** BEGIN Material **
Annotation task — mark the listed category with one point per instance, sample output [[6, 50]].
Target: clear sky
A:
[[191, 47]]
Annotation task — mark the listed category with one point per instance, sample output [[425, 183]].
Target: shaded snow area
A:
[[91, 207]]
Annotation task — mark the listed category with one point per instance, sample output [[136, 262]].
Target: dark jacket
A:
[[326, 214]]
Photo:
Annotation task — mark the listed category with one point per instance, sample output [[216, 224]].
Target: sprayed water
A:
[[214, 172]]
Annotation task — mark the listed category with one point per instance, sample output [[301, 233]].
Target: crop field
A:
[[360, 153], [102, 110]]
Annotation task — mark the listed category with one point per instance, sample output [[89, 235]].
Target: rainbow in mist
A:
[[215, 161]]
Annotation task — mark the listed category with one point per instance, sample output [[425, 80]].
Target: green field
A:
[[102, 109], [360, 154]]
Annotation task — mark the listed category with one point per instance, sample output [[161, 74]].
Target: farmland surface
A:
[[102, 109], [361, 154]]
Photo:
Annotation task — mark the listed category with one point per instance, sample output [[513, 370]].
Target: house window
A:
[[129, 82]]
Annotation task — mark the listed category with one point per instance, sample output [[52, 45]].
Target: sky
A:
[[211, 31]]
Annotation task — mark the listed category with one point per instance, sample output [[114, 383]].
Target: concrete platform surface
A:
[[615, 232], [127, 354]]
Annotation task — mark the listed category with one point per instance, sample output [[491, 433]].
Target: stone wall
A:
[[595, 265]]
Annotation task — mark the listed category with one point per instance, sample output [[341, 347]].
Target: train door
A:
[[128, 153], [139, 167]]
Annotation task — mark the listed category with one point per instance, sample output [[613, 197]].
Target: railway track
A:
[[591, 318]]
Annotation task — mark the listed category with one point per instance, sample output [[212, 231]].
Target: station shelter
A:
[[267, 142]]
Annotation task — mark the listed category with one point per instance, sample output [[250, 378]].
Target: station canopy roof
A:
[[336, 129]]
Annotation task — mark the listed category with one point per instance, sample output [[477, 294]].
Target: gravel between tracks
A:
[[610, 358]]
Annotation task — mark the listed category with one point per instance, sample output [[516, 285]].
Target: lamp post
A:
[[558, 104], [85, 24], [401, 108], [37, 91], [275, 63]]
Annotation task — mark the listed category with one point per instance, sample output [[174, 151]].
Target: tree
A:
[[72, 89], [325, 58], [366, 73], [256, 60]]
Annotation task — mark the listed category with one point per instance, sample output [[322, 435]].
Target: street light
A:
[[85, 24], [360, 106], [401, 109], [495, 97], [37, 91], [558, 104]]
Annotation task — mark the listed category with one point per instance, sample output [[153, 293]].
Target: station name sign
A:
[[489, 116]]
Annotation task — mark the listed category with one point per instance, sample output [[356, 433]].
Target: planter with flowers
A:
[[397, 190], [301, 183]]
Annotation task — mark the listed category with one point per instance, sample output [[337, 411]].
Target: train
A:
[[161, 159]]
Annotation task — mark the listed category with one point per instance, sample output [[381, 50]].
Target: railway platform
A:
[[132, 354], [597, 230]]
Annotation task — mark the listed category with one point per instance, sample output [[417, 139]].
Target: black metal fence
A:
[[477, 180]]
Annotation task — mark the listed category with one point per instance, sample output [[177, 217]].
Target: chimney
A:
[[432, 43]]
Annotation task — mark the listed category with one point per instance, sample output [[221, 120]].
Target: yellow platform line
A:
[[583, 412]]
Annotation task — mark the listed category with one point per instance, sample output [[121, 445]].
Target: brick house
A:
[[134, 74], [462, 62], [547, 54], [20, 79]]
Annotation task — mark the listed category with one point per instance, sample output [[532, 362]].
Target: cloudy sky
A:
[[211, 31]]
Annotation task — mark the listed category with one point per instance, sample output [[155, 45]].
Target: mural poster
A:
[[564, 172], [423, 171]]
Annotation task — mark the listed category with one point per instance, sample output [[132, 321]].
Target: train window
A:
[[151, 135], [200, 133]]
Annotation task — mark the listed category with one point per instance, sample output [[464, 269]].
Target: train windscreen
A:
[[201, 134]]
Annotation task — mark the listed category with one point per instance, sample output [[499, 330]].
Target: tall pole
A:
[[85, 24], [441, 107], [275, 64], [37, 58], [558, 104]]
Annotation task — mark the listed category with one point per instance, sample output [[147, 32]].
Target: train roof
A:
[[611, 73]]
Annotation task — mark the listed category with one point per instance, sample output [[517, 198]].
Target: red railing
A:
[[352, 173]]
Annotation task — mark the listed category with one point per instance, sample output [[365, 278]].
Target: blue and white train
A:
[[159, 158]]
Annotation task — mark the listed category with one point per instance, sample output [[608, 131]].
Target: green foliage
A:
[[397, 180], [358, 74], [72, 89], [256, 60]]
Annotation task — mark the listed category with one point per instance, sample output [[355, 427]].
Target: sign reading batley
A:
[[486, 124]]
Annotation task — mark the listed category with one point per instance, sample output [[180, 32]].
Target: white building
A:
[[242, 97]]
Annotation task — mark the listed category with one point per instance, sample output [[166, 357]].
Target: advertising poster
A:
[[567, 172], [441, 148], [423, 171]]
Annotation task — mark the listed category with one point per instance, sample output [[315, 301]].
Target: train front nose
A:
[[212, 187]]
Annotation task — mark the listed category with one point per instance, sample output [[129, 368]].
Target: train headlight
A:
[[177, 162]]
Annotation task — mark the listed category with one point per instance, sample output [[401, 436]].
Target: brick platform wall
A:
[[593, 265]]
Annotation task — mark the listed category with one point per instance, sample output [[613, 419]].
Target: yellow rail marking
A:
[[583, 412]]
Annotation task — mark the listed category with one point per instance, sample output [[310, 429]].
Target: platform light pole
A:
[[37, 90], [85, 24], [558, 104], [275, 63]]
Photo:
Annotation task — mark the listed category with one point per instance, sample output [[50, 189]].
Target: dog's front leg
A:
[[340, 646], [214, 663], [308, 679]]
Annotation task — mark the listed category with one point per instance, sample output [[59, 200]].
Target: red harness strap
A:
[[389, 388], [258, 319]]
** END Material **
Written task »
Quote all of the entries above word for word, from the first line to the last.

Correct response »
Annotation task — mark the listed category with one point per instance, sample output [[6, 50]].
Target: clear sky
A:
[[191, 47]]
Annotation task — mark the listed category with one point per instance, sample output [[425, 183]].
Target: shaded snow area
A:
[[91, 207]]
Annotation task — mark the listed category with one point per instance, sample output [[136, 262]].
Target: dark jacket
A:
[[326, 214]]
Photo:
Annotation task — mark the listed category with one point per instance, sample output [[216, 224]].
Target: sprayed water
A:
[[214, 172]]
Annotation task — mark the listed category with one point per instance, sample output [[301, 233]].
Target: crop field
A:
[[360, 153], [102, 110]]
Annotation task — mark the listed category with one point per instance, sample output [[89, 235]].
Target: rainbow in mist
A:
[[215, 161]]
Annotation task — mark the listed category with one point per instance, sample output [[425, 80]].
Target: green field
A:
[[102, 109], [360, 154]]
Annotation task — mark the listed category with one point per instance, sample output [[161, 74]].
Target: farmland surface
A:
[[102, 109], [361, 154]]
Photo:
Annotation task — mark the listed category with one point per instance, sample output [[513, 370]].
Target: house window
A:
[[129, 82]]
Annotation task — mark the listed category with one point per instance, sample output [[52, 45]].
Target: sky
A:
[[211, 31]]
Annotation task — mark the listed category with one point per instance, sample output [[114, 383]].
Target: concrete platform surface
A:
[[615, 232], [127, 354]]
Annotation task — mark the listed category with one point per instance, sample output [[491, 433]].
Target: stone wall
A:
[[595, 265]]
Annotation task — mark the listed category with one point per instance, sample output [[341, 347]].
Target: train door
A:
[[128, 153], [139, 167]]
Annotation task — mark the listed category with one point per instance, sample output [[613, 197]].
Target: railway track
A:
[[591, 318]]
Annotation task — mark the listed category with one point per instance, sample output [[212, 231]].
Target: station shelter
A:
[[267, 142]]
Annotation task — mark the listed category with one point per instance, sample output [[250, 378]].
Target: station canopy roof
A:
[[336, 129]]
Annotation task — mark the listed category with one point per instance, sample output [[477, 294]].
Target: gravel between tracks
A:
[[610, 358]]
Annotation task — mark the listed category with one point per instance, sample output [[516, 285]].
Target: lamp post
A:
[[558, 104], [85, 24], [401, 108], [37, 91], [275, 63]]
Annotation task — mark the listed category with one point per instance, sample output [[174, 151]].
Target: tree
A:
[[72, 89], [325, 58], [366, 73], [256, 60]]
Annotation task — mark the listed category with one point per instance, sample output [[322, 435]].
Target: street light
A:
[[85, 24], [360, 106], [401, 109], [495, 97], [37, 91], [558, 104]]
Annotation task — mark the listed category with one point per instance, sample output [[153, 293]].
Target: station name sign
A:
[[489, 116]]
Annotation task — mark the listed category with one point per instance, sample output [[356, 433]].
Target: planter with flowers
A:
[[397, 190], [301, 183]]
Annotation task — mark the listed category with one point per instance, sample output [[337, 411]].
Target: train
A:
[[161, 159]]
Annotation task — mark the listed category with one point per instance, sample output [[381, 50]].
Target: railway platform
A:
[[132, 354], [597, 230]]
Annotation task — mark the listed category with one point per instance, sample output [[417, 139]].
Target: black metal fence
A:
[[477, 180]]
Annotation task — mark the listed category with one point per instance, sample output [[177, 217]].
Target: chimney
A:
[[432, 43]]
Annotation task — mark the listed category with one point per instance, sample output [[221, 120]].
Target: yellow platform line
A:
[[583, 412]]
Annotation task — mark the listed category with one point per instance, sample output [[121, 445]].
Target: brick house
A:
[[134, 74], [462, 62], [547, 54], [20, 79]]
Annotation task — mark the listed category with one point per instance, sample output [[532, 362]].
Target: cloudy sky
A:
[[211, 31]]
Annotation task — mark the listed category with one point per instance, sample output [[155, 45]].
Target: mural poster
A:
[[564, 172], [423, 171]]
Annotation task — mark the listed category with one point per instance, sample output [[132, 321]].
Target: train window
A:
[[151, 135], [200, 133]]
Annotation task — mark the listed category with one point per instance, sample output [[464, 269]].
Target: train windscreen
A:
[[201, 134]]
Annotation task — mark the listed category with one point per instance, sample output [[499, 330]].
Target: tall pole
A:
[[85, 24], [441, 107], [275, 64], [37, 58], [558, 104]]
Annotation task — mark the listed category with one point per instance, sample output [[147, 32]].
Target: train roof
A:
[[611, 73]]
Annotation task — mark the listed category with one point per instance, sample output [[517, 198]].
Target: red railing
A:
[[352, 173]]
Annotation task — mark the listed category with one point per instance, sample output [[365, 278]].
Target: blue and white train
A:
[[159, 158]]
Annotation task — mark the listed category with one point per instance, sample output [[608, 131]].
Target: green foliage
A:
[[397, 180], [358, 74], [72, 89], [256, 60]]
Annotation task — mark the listed category with one point per instance, sample output [[355, 427]].
Target: sign reading batley
A:
[[486, 124]]
Annotation task — mark the listed category with one point per instance, sample output [[180, 32]].
Target: white building
A:
[[242, 97]]
Annotation task — mark the listed category with one point per instance, sample output [[166, 357]].
Target: advertising poster
A:
[[567, 172], [441, 148], [423, 171]]
Annotation task — mark the listed category with one point per instance, sample output [[315, 301]].
Target: train front nose
A:
[[212, 187]]
Annotation task — mark the listed category with one point per instance, sample output [[129, 368]].
Target: train headlight
A:
[[177, 162]]
Annotation task — mark the listed category with one point per instance, sample output [[401, 436]].
Target: brick platform wall
A:
[[593, 265]]
Annotation task — mark the listed category with one point per instance, sample output [[613, 419]].
Target: yellow rail marking
A:
[[583, 412]]
Annotation task — mark the listed category with one point per instance, sample output [[310, 429]].
Target: platform light pole
A:
[[37, 90], [85, 24], [558, 104], [275, 63]]
Photo:
Annotation task — mark the listed category with one point per instance, sample output [[50, 189]].
Target: dog's front leg
A:
[[340, 646], [214, 663], [308, 679]]
Annotation task — mark the listed category with one point per instance, sample output [[59, 200]].
Target: red harness strap
A:
[[389, 388], [258, 319]]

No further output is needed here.